* _Given request_:
Please reproduce the listing below word for word, from its first line through its last.

* _Data for processing_:
··········
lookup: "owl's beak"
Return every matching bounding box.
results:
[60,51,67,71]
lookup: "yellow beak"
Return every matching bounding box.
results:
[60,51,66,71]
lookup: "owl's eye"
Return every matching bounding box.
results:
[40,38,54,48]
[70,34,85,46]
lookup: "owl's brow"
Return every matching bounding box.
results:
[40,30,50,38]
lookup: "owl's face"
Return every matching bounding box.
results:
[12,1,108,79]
··········
* _Task result_:
lookup: "owl's beak"
Return every matching bounding box.
results:
[60,51,67,71]
lookup: "yellow beak"
Return every matching bounding box.
results:
[60,51,66,71]
lookup: "owl's eye"
Return every matching bounding box.
results:
[40,38,54,48]
[70,34,85,46]
lookup: "owl's brow"
Return every matching bounding box.
results:
[40,30,50,38]
lookup: "owl's face"
Return every matching bounding box.
results:
[12,1,108,79]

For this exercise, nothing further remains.